* _YOUR OBJECTIVE_
Please update the lines starting at the one containing "man's hand visible in it." and ending at the one containing "xmin=129 ymin=50 xmax=145 ymax=78", changing "name card holder" to "nameplate stand" and keeping everything else the same. Return only those lines.

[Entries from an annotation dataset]
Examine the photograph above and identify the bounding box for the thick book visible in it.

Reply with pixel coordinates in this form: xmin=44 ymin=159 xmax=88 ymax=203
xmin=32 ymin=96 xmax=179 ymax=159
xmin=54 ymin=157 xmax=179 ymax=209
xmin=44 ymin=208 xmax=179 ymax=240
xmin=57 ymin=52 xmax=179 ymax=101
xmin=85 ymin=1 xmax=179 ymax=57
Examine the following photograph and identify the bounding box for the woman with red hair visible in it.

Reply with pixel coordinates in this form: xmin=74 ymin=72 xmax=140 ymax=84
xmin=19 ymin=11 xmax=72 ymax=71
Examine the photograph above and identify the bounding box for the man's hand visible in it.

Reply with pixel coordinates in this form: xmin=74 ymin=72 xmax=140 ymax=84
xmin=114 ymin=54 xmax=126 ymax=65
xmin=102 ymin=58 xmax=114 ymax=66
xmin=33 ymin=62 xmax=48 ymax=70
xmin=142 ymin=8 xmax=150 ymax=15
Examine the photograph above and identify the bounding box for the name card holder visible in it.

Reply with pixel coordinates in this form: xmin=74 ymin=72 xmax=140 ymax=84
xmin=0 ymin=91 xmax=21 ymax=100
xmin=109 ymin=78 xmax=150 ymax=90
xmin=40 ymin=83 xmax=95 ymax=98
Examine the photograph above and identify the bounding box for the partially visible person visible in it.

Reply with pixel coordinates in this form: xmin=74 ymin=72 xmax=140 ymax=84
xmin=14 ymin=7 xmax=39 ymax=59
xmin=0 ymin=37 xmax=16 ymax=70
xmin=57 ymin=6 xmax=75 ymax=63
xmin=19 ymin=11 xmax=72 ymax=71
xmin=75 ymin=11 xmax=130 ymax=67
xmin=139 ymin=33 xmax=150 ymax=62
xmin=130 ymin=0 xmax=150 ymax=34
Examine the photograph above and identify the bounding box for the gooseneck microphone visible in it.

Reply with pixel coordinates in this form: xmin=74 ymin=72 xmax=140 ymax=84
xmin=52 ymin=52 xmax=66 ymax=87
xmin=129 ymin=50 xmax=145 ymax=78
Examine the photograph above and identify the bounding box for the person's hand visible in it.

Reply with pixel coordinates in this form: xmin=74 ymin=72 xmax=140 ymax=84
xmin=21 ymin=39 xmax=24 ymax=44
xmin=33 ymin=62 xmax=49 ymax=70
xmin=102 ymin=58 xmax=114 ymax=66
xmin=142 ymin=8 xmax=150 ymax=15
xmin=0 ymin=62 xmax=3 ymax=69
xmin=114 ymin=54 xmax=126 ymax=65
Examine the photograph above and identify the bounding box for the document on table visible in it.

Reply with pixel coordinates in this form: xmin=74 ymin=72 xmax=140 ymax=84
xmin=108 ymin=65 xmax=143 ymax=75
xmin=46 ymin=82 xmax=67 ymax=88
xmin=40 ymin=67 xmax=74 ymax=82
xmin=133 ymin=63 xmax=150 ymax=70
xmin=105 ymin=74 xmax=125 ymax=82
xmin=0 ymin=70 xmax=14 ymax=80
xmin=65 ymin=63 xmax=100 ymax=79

* _EXERCISE SOLUTION_
Examine the photograph above and identify the bounding box for the man's hand visible in it.

Reply with pixel coordinates in this form: xmin=74 ymin=72 xmax=140 ymax=84
xmin=114 ymin=54 xmax=126 ymax=65
xmin=102 ymin=58 xmax=114 ymax=66
xmin=33 ymin=62 xmax=48 ymax=70
xmin=142 ymin=8 xmax=150 ymax=15
Examine the photograph above and identify the bounding box for the nameplate stand visible in it.

Reply with pixel coordinates in this form: xmin=74 ymin=72 xmax=140 ymax=84
xmin=0 ymin=91 xmax=21 ymax=100
xmin=109 ymin=78 xmax=150 ymax=90
xmin=40 ymin=83 xmax=95 ymax=98
Examine the photograph above and identify the bounding box for the partially visible person visible in it.

Reply with pixel coordinates in this form: xmin=74 ymin=72 xmax=140 ymax=84
xmin=14 ymin=7 xmax=39 ymax=59
xmin=0 ymin=37 xmax=16 ymax=70
xmin=57 ymin=6 xmax=75 ymax=63
xmin=19 ymin=11 xmax=72 ymax=71
xmin=75 ymin=11 xmax=130 ymax=67
xmin=139 ymin=33 xmax=150 ymax=62
xmin=130 ymin=0 xmax=150 ymax=34
Examine the photograph above and identify the bounding box for the gooseneck microphone visible in it.

Reply with pixel coordinates in this form: xmin=74 ymin=72 xmax=140 ymax=84
xmin=52 ymin=52 xmax=66 ymax=87
xmin=129 ymin=50 xmax=145 ymax=78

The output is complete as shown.